*** Opening Text under study ***
Brigadier General Arthur Johnson (July 9, 1861 – February 3, 1946) was a United States Army officer who served during World War I.

==Early life and education==
Arthur Johnson was born on July 9, 1861 to Swan Johnson and Margaret Elizabeth Nelson Johnson on a farm near Swan Lake, Minnesota. His birth location and home town is listed as St. Peter, Minnesota on other records. He had one brother, Franklin Oliver Johnson, who also served as an officer.

He entered the United States Military Academy in July 1882 and graduated 61st out of a class of 77 in July 1886.

==Military service==
Following graduation from USMA, Johnson commissioned into the infantry and performed frontier duty with the 11th and 17th Infantry Regiments on the frontier in Arizona.

During the Spanish–American War, Johnson served as a first lieutenant with the 17th Infantry Regiment, which participated in the siege and surrender of Santiago, Cuba. He was later awarded the Silver Star for his gallantry in action on July 1, 1898. Johnson subsequently served in the Philippine–American War.
*** Closing Text under study ***
*** Opening Given data ***
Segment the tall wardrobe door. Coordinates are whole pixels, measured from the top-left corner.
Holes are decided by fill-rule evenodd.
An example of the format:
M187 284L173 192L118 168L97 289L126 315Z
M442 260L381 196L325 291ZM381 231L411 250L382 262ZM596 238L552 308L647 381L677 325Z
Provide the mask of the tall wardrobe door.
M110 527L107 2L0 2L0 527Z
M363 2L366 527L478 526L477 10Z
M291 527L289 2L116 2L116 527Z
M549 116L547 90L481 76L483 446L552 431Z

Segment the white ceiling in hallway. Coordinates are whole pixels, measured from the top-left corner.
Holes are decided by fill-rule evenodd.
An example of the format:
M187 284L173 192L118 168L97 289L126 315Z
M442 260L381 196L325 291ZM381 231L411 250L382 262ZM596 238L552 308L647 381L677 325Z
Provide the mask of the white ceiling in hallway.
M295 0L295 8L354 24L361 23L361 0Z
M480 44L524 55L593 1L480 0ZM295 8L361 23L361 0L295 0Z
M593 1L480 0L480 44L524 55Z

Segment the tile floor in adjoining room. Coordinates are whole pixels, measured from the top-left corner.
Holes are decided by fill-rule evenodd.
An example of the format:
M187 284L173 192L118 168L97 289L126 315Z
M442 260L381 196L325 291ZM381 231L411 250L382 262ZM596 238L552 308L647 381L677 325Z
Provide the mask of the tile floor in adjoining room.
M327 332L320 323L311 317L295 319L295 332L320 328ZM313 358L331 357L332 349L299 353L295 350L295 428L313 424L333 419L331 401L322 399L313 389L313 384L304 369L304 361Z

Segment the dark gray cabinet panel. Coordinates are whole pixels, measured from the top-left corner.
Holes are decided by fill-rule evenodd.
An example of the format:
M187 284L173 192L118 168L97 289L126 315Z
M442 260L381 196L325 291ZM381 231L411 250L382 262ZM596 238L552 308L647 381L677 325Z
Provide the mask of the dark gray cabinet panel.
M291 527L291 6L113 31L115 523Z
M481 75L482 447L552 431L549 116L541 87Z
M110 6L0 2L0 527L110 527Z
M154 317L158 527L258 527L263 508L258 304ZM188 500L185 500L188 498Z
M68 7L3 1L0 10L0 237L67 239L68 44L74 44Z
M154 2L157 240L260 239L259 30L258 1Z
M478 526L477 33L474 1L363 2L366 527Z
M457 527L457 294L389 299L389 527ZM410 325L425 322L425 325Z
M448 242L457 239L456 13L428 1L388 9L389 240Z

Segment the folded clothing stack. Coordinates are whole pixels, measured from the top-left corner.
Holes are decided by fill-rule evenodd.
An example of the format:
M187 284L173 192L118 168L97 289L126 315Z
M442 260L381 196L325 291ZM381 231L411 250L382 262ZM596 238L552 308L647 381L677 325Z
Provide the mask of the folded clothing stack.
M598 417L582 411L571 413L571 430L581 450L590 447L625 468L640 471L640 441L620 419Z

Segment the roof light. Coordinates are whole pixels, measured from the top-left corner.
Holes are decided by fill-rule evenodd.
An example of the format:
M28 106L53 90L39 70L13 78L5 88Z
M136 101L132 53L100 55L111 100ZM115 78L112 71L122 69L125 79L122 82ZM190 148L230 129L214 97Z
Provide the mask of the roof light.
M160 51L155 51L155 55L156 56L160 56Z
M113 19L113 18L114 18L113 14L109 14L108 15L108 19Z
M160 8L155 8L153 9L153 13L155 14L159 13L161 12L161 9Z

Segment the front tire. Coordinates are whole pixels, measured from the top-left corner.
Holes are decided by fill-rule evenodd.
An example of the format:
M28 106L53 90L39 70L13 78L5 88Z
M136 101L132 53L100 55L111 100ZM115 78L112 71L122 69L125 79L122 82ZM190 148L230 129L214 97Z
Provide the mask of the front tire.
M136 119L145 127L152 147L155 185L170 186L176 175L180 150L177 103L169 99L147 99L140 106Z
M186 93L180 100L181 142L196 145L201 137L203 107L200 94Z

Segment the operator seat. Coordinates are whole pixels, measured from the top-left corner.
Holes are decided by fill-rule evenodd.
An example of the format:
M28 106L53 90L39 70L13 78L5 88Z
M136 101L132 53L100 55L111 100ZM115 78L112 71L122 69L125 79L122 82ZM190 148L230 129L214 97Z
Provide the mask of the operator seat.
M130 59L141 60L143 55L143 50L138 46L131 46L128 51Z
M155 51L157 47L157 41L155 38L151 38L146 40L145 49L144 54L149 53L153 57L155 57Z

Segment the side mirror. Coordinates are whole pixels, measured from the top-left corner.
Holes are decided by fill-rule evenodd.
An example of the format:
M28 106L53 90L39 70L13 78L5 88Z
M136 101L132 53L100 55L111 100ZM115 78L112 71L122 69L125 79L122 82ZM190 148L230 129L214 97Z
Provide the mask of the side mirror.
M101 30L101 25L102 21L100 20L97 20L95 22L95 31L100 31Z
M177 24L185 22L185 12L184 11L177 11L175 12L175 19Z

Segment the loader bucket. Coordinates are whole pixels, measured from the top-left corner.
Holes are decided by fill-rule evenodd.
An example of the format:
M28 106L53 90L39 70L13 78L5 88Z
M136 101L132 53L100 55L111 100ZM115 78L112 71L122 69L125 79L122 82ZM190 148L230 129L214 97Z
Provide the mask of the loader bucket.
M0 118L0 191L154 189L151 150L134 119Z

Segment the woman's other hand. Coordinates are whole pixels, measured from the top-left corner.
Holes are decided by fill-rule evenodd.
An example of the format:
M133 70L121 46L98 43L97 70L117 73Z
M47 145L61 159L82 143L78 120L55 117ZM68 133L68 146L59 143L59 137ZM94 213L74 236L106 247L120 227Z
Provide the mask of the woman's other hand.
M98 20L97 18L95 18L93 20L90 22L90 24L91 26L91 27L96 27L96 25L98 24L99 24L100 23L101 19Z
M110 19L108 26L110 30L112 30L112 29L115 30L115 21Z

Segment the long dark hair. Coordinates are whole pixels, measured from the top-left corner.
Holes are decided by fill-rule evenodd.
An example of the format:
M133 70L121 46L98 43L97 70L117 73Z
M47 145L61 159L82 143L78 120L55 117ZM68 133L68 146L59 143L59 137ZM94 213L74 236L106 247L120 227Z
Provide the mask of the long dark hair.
*** Closing Given data ***
* What you need to do:
A. Decide whether each statement below agrees with the biography of Arthur Johnson, answering yes or no and quoting the words that decide it. (i) Johnson graduated from the United States Military Academy in 1886. (ii) Johnson served as a captain with the 17th Infantry Regiment during the Spanish–American War. (iii) Johnson had two brothers.
B. Rewrite the passage of the Arthur Johnson biography starting at "Brigadier General Arthur" and ending at "frontier in Arizona.", switching "Arizona" to "New Mexico".
C. Pick up the biography of Arthur Johnson after its last sentence and continue it.

* Responses to the exercise:
A.
(i) Yes: "graduated 61st out of a class of 77 in July 1886."
(ii) No: "Johnson served as a first lieutenant with the 17th Infantry Regiment"
(iii) No: "He had one brother, Franklin Oliver Johnson"

B.
Brigadier General Arthur Johnson (July 9, 1861 – February 3, 1946) was a United States Army officer who served during World War I.

==Early life and education==
Arthur Johnson was born on July 9, 1861 to Swan Johnson and Margaret Elizabeth Nelson Johnson on a farm near Swan Lake, Minnesota. His birth location and home town is listed as St. Peter, Minnesota on other records. He had one brother, Franklin Oliver Johnson, who also served as an officer.

He entered the United States Military Academy in July 1882 and graduated 61st out of a class of 77 in July 1886.

==Military service==
Following graduation from USMA, Johnson commissioned into the infantry and performed frontier duty with the 11th and 17th Infantry Regiments on the frontier in New Mexico.

C.
From 1901 to 1907, Johnson held a variety of posts commanding small units within the US and abroad. From November 1903 to February 1906, he commanded a company of the 13th Infantry Regiment in California and the Philippines. From August 1907 to October 1909, Johnson attended the Army Service Schools, graduating from the School of the Line in 1908, and then the Army War College, graduating in 1909.

Following that, Johnson was promoted to major on December 1, 1909, and assigned a battalion of the 19th Infantry Regiment in the Philippines. Following his service in the Philippines, he instructed and inspected the Minnesota Militia until September 2, 1913, when he was transferred to Texas where he commanded a battalion of the 22nd Infantry Regiment until December 1914. Johnson was moved from Texas to Minnesota, where he was promoted to lieutenant colonel in May 1916, and back, where he served as acting commander of the 3rd Texas Infantry Regiment at Galveston in May 1917.

Promoted to colonel on May 15, 1917, Johnson commanded the 36th Infantry Regiment at Fort Snelling, Minnesota from June to July 1917.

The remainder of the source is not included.